**WRITTEN PROBLEM:**
Convert the listing, from its first line through the line containing "left=0, top=0, right=300, bottom=77", into a Markdown table with columns Row and Line, leaving out blank lines.

[START TASK DATA]

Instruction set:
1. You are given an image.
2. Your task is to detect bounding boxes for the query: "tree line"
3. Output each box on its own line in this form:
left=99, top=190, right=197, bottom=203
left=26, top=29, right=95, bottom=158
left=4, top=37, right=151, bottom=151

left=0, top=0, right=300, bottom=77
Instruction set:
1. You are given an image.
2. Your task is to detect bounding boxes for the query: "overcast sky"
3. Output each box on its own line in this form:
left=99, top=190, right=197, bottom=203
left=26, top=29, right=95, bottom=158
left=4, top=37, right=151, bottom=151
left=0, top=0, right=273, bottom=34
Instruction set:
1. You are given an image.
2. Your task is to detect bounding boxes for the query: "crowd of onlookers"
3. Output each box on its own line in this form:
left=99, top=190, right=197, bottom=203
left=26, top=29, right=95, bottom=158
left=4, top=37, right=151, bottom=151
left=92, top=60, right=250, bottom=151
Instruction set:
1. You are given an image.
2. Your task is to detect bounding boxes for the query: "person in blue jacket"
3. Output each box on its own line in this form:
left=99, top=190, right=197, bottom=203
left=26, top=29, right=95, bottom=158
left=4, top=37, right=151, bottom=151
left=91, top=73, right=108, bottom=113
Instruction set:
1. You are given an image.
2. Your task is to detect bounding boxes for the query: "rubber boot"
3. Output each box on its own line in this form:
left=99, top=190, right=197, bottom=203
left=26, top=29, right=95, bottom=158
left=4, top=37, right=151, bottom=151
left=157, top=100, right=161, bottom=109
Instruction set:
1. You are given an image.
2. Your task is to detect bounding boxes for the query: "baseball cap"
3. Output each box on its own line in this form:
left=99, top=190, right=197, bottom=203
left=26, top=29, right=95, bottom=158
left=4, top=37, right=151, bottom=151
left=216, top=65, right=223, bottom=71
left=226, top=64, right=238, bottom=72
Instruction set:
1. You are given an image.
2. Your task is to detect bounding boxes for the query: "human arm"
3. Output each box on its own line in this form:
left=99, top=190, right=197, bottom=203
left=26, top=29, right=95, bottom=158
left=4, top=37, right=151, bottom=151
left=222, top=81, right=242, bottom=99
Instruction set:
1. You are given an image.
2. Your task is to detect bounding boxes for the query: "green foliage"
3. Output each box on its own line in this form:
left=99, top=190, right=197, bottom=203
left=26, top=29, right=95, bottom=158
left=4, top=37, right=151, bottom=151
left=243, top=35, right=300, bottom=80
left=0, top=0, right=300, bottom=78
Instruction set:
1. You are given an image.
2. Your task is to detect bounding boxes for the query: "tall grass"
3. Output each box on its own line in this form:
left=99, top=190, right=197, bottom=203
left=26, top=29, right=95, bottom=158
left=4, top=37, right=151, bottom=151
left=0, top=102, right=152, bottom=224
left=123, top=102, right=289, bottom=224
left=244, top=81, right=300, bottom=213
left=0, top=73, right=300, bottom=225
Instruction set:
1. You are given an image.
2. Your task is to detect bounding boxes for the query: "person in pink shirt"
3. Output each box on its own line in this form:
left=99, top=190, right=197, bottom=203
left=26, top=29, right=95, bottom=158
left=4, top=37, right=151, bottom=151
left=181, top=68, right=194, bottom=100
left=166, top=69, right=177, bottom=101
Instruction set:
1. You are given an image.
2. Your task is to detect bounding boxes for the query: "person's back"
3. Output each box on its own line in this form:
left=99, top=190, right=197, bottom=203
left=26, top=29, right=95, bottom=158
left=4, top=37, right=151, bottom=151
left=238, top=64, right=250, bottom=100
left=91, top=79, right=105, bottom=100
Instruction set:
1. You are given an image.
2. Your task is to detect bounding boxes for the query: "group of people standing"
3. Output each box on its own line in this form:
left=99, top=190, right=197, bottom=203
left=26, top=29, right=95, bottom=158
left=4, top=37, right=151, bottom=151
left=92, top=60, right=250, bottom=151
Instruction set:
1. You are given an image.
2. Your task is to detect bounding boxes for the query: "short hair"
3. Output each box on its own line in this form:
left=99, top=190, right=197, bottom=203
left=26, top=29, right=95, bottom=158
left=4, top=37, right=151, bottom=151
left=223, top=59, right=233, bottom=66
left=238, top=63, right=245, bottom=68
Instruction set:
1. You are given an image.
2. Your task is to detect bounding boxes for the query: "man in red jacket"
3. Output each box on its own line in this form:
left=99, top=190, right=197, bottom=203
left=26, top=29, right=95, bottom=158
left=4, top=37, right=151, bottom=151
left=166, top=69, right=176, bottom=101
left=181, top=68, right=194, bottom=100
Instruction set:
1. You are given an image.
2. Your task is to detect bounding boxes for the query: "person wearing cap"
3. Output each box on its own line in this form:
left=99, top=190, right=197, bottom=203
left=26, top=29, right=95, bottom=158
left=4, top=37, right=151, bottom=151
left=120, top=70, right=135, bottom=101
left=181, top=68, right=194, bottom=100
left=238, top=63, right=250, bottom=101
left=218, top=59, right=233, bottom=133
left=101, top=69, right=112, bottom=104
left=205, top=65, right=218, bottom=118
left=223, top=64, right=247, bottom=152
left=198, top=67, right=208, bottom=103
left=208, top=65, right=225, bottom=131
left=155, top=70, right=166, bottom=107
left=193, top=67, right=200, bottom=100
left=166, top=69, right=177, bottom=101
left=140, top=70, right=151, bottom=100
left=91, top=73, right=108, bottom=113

[END TASK DATA]

**RESULT:**
| Row | Line |
|---|---|
| 1 | Instruction set: |
| 2 | 1. You are given an image. |
| 3 | 2. Your task is to detect bounding boxes for the query: "tree line" |
| 4 | 3. Output each box on its own line in this form: |
| 5 | left=99, top=190, right=197, bottom=203 |
| 6 | left=26, top=29, right=95, bottom=158 |
| 7 | left=4, top=37, right=151, bottom=151 |
| 8 | left=0, top=0, right=300, bottom=77 |